**WHAT YOU SHOULD DO**
Render every line of the entries below as a JSON array of strings, one string per line, omitting blank lines and leaving out the pictures.

* start RECORD EXTRACTS *

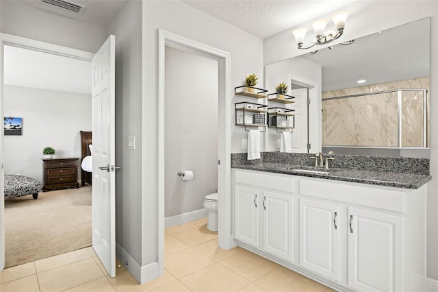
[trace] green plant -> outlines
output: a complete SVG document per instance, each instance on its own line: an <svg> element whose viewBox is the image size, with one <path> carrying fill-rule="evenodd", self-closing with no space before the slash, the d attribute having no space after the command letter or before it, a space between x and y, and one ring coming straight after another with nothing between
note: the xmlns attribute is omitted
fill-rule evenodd
<svg viewBox="0 0 438 292"><path fill-rule="evenodd" d="M47 147L42 149L42 154L44 155L53 155L55 154L55 149L51 147Z"/></svg>
<svg viewBox="0 0 438 292"><path fill-rule="evenodd" d="M255 86L257 85L258 80L259 77L255 73L253 73L249 76L245 76L245 82L246 83L247 86Z"/></svg>
<svg viewBox="0 0 438 292"><path fill-rule="evenodd" d="M275 86L275 90L277 93L286 94L287 92L287 89L289 89L289 86L284 82L279 83L276 86Z"/></svg>

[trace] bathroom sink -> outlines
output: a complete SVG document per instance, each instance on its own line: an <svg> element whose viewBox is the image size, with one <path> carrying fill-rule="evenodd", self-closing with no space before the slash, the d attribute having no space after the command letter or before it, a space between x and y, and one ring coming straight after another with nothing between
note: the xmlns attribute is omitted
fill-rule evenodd
<svg viewBox="0 0 438 292"><path fill-rule="evenodd" d="M290 169L292 171L298 171L298 172L303 172L307 173L315 173L315 174L328 174L330 171L316 171L316 170L311 170L311 169Z"/></svg>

* end RECORD EXTRACTS *

**RESULT**
[
  "[trace] green plant -> outlines",
  "output: a complete SVG document per instance, each instance on its own line: an <svg> element whose viewBox is the image size, with one <path> carrying fill-rule=\"evenodd\", self-closing with no space before the slash, the d attribute having no space after the command letter or before it, a space between x and y, and one ring coming straight after another with nothing between",
  "note: the xmlns attribute is omitted",
  "fill-rule evenodd",
  "<svg viewBox=\"0 0 438 292\"><path fill-rule=\"evenodd\" d=\"M47 147L42 149L42 154L44 155L53 155L55 154L55 149L51 147Z\"/></svg>",
  "<svg viewBox=\"0 0 438 292\"><path fill-rule=\"evenodd\" d=\"M255 86L257 85L258 80L259 77L255 73L253 73L249 76L245 76L245 82L246 83L247 86Z\"/></svg>",
  "<svg viewBox=\"0 0 438 292\"><path fill-rule=\"evenodd\" d=\"M275 86L275 90L277 93L286 94L287 92L287 89L289 89L289 86L284 82L279 83L276 86Z\"/></svg>",
  "[trace] bathroom sink -> outlines",
  "output: a complete SVG document per instance, each instance on its own line: an <svg> element whose viewBox is the image size, with one <path> carrying fill-rule=\"evenodd\", self-closing with no space before the slash, the d attribute having no space after the command letter or before it, a space between x and y, and one ring coming straight after another with nothing between",
  "note: the xmlns attribute is omitted",
  "fill-rule evenodd",
  "<svg viewBox=\"0 0 438 292\"><path fill-rule=\"evenodd\" d=\"M290 169L292 171L298 171L298 172L303 172L307 173L315 173L315 174L328 174L330 171L316 171L316 170L311 170L311 169Z\"/></svg>"
]